── Supplied material

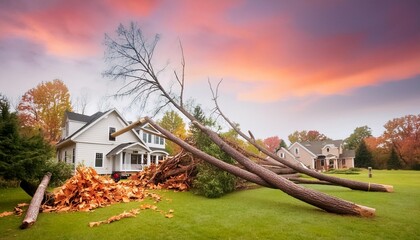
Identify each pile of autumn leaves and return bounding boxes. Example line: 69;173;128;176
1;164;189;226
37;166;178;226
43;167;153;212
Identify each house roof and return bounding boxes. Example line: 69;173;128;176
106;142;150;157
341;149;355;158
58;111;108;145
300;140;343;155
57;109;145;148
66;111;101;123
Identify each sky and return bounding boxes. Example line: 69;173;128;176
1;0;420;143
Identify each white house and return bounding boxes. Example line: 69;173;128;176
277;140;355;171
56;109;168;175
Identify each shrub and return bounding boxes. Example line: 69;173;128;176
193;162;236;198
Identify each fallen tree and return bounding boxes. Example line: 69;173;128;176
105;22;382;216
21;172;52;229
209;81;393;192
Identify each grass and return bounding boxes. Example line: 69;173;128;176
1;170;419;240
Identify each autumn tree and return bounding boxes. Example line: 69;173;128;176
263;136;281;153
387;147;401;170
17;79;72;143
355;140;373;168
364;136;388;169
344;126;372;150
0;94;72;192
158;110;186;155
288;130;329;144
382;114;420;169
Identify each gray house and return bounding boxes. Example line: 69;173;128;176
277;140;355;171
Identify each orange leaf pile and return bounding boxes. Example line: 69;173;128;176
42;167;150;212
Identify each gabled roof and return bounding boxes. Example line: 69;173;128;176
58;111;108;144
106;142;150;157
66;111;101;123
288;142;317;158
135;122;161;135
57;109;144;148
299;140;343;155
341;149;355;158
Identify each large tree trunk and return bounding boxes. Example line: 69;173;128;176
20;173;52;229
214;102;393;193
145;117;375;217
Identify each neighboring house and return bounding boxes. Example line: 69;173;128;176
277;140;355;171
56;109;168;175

────

Problem to solve:
Hand back the data exactly as it appears, with all pictures cut.

Exercise response:
Identify each pile of autumn leaves and return bounding boxes. Example line: 69;173;128;176
1;164;189;226
37;166;178;226
43;167;153;212
Identify each house roof and return bounding boxes. Example line: 69;173;128;176
106;142;150;157
341;149;355;158
58;111;108;145
300;140;343;155
57;109;145;148
66;111;101;123
Identify each sky and return bounding boxes. Example line: 69;173;128;176
1;0;420;143
Identify each white house and return bounding boxes. Example line: 69;173;128;176
277;140;355;171
56;109;168;175
Identify each shrub and return bounding boxes. Example line: 69;173;128;176
193;162;236;198
Identify each fallen tree and return bounding boxes. Example line: 69;173;128;176
105;22;382;216
21;172;52;229
209;81;393;192
Identify each grass and return bounding boxes. Example line: 69;173;128;176
1;170;419;240
Identify each autumn tree and return bounding boxes. Example line: 69;173;128;176
263;136;281;153
387;147;401;170
17;79;72;143
355;140;373;168
364;136;388;169
344;126;372;150
0;94;72;192
158;110;186;155
288;130;329;144
382;114;420;169
Identify each gray house and return bounding boxes. Example line: 69;173;128;176
277;140;355;171
Identify each orange leaf pile and return bounding boxes. Example line: 69;173;128;176
42;167;150;212
Identify each gabled roof and return bounding boxes. Example line: 69;173;128;176
58;111;108;144
106;142;150;157
66;111;101;123
288;142;317;158
135;122;161;135
57;109;144;148
299;140;343;155
341;149;355;158
Identify each large tree trunk and return bounding boxes. Example line: 69;173;128;176
20;173;52;229
214;102;393;193
145;117;375;217
Identify each neighboring house and return bounding boxes. Example line: 69;173;128;176
277;140;355;171
56;109;168;175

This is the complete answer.